Task description:
Retype the items below verbatim, from the line that contains "As a warehouse robot's perception module, locate woman's bare" up to and including the line that contains "113,263,177,328".

Task input:
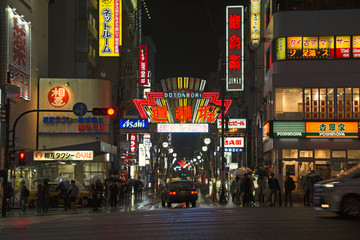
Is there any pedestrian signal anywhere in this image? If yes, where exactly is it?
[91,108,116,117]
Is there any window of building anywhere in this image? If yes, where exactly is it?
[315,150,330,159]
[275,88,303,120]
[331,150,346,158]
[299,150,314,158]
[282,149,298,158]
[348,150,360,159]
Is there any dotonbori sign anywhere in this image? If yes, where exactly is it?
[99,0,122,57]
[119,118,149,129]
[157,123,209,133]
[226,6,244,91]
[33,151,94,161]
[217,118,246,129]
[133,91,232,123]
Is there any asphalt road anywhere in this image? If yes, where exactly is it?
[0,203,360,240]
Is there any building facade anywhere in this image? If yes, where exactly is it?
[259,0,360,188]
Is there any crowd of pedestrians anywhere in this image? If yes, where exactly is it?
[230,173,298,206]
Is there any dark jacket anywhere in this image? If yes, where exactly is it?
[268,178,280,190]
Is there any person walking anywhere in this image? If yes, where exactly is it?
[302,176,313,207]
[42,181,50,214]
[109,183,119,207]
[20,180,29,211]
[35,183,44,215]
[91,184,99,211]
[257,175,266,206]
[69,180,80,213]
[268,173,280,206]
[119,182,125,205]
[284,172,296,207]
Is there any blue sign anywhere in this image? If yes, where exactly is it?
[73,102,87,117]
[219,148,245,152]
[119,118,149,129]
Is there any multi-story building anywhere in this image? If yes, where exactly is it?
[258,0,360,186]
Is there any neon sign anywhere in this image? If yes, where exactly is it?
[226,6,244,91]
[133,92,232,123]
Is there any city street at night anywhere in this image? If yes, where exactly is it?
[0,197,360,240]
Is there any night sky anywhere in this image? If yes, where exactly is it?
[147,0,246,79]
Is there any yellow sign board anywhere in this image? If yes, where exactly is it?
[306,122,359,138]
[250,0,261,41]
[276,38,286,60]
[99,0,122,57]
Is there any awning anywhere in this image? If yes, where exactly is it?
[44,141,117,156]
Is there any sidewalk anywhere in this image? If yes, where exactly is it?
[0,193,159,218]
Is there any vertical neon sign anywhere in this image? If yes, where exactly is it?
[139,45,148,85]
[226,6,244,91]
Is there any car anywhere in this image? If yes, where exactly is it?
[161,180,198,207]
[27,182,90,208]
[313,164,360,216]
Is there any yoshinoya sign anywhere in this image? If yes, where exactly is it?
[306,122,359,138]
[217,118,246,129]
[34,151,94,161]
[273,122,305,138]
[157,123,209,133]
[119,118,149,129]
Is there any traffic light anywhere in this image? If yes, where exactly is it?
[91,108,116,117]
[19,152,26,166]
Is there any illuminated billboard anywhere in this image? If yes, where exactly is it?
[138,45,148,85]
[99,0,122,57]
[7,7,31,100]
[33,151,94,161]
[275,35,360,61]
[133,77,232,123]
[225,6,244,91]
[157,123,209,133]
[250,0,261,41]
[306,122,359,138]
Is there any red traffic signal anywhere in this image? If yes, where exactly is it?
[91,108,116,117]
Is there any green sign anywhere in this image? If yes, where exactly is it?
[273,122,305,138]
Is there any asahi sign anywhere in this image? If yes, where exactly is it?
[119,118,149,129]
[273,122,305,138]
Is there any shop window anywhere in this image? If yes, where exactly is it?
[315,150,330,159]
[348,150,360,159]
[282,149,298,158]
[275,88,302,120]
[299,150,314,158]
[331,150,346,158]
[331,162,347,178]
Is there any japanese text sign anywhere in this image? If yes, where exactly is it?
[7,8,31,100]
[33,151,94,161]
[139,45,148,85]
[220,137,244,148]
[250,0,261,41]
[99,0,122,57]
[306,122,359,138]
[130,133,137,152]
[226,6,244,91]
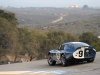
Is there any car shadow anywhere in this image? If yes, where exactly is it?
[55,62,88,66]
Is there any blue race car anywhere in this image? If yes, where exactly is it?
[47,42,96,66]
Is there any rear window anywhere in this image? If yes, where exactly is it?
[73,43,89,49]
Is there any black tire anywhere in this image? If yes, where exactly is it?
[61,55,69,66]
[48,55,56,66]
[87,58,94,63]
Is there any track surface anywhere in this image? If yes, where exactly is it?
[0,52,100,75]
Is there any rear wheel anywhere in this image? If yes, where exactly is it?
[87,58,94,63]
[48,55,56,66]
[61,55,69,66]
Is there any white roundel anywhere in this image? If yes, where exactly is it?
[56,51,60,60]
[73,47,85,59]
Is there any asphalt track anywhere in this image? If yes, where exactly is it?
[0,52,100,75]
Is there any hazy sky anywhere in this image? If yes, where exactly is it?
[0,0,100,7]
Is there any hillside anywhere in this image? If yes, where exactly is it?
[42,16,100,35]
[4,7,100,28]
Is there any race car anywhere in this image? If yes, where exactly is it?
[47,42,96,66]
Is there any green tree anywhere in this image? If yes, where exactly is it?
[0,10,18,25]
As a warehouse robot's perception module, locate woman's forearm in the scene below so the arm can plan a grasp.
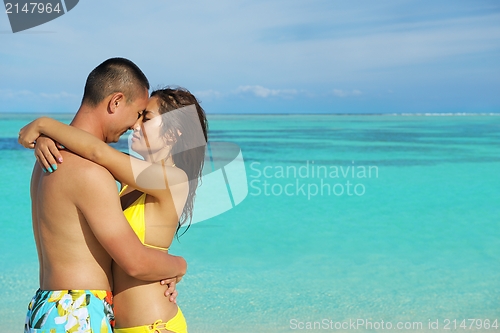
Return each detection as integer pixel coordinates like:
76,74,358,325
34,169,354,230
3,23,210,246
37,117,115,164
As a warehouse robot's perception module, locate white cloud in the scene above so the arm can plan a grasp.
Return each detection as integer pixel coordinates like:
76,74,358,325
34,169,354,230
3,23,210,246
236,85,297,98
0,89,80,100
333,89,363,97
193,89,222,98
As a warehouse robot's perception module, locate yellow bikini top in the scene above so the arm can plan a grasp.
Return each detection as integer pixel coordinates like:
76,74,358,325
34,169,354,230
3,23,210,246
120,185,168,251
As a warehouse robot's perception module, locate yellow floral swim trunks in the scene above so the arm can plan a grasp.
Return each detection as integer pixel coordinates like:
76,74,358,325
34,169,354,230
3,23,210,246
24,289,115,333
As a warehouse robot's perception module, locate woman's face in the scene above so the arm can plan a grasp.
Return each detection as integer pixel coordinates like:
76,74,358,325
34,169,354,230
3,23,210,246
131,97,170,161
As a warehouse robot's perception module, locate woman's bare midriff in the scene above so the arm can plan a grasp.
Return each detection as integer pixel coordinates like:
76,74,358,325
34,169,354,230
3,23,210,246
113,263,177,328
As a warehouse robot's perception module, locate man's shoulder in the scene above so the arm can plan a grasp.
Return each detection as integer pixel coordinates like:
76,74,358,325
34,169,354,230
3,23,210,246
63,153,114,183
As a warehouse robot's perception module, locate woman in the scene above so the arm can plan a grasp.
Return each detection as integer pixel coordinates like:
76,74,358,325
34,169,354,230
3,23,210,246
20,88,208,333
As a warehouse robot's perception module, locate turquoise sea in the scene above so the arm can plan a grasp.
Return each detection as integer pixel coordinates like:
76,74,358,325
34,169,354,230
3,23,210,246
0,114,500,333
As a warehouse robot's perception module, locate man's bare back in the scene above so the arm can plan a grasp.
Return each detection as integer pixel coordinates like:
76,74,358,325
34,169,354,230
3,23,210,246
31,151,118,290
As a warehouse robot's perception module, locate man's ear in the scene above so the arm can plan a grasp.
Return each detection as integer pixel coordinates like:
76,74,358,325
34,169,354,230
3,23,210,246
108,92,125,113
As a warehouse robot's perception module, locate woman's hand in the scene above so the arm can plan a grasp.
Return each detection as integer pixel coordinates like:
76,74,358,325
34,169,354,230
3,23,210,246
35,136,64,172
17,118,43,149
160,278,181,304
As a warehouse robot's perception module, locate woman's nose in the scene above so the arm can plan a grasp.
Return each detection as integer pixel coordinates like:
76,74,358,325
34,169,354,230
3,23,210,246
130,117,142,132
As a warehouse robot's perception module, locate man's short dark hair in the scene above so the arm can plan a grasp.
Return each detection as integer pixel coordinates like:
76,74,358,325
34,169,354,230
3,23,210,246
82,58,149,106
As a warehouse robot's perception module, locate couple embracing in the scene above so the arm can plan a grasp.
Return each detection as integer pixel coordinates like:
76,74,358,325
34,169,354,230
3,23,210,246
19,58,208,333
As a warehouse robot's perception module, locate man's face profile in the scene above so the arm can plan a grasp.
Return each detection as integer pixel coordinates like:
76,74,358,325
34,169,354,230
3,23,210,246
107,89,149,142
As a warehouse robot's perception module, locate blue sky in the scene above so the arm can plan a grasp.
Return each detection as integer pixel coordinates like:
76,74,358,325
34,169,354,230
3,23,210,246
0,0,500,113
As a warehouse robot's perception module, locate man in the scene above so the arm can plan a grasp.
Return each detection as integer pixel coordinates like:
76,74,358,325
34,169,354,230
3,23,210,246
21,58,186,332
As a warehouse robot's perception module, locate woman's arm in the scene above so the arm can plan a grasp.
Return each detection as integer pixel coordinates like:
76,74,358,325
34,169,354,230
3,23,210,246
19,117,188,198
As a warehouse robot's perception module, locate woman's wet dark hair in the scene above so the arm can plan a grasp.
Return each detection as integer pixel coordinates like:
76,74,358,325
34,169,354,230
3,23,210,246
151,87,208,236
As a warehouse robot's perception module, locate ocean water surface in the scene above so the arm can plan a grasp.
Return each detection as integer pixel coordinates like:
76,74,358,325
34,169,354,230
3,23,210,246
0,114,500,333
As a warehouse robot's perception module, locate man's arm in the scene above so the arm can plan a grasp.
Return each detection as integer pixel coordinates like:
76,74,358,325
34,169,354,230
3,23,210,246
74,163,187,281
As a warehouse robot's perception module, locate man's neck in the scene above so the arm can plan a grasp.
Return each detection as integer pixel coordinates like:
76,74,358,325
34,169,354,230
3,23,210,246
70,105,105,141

Answer to the task:
As a warehouse robot's perception module, locate woman's bare midriff in the scene above so the arm can plan a grasp.
Return each detection as integer pixel coordinates like:
76,74,358,325
34,169,354,230
3,23,210,246
113,263,177,328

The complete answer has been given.